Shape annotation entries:
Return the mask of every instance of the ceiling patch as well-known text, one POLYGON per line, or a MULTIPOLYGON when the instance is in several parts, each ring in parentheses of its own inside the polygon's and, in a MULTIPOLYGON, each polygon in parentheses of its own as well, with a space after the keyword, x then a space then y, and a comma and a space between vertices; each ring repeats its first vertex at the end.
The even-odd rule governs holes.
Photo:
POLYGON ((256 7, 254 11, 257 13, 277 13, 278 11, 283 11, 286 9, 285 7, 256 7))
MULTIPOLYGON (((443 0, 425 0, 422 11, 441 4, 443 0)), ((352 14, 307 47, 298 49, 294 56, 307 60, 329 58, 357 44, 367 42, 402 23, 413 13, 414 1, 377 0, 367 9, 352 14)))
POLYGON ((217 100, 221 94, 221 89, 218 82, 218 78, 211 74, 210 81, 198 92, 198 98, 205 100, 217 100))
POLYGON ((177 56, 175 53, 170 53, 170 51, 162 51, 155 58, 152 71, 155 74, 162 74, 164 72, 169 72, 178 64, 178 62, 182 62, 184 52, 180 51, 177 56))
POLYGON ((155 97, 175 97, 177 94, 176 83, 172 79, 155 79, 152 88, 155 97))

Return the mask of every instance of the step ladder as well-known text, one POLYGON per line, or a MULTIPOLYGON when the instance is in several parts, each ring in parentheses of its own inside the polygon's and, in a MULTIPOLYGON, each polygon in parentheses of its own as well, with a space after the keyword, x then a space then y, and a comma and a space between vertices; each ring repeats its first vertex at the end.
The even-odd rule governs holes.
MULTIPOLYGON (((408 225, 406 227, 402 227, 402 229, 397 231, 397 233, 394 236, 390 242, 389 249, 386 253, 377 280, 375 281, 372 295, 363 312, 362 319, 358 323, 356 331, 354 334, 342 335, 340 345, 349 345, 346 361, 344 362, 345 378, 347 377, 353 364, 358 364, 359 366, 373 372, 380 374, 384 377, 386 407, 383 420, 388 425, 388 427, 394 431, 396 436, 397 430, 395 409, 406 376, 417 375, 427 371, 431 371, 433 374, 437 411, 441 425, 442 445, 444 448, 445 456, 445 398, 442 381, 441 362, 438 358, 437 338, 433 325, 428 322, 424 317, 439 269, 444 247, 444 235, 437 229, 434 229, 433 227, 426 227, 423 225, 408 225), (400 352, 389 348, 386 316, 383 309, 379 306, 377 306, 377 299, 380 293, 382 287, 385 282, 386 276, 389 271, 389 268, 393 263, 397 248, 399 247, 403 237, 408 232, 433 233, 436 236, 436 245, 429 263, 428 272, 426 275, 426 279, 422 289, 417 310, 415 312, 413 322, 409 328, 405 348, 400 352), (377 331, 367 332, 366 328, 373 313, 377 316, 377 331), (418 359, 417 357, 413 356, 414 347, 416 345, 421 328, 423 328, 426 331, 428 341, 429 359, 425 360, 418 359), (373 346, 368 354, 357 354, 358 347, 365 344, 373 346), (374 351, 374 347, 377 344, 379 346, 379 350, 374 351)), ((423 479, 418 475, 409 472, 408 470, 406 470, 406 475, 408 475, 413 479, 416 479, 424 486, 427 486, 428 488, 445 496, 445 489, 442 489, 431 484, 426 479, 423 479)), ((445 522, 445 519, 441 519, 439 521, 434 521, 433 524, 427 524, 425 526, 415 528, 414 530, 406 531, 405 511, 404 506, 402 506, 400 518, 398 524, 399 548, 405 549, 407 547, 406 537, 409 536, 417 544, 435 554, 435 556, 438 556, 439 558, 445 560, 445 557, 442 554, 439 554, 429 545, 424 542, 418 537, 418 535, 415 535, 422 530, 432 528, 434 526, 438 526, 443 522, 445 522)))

■ **GIVEN INSTRUCTION**
How many lines in the records above contain the string "repeats"? Reply with the number alone.

■ **SOLUTION TO THE PROBLEM**
2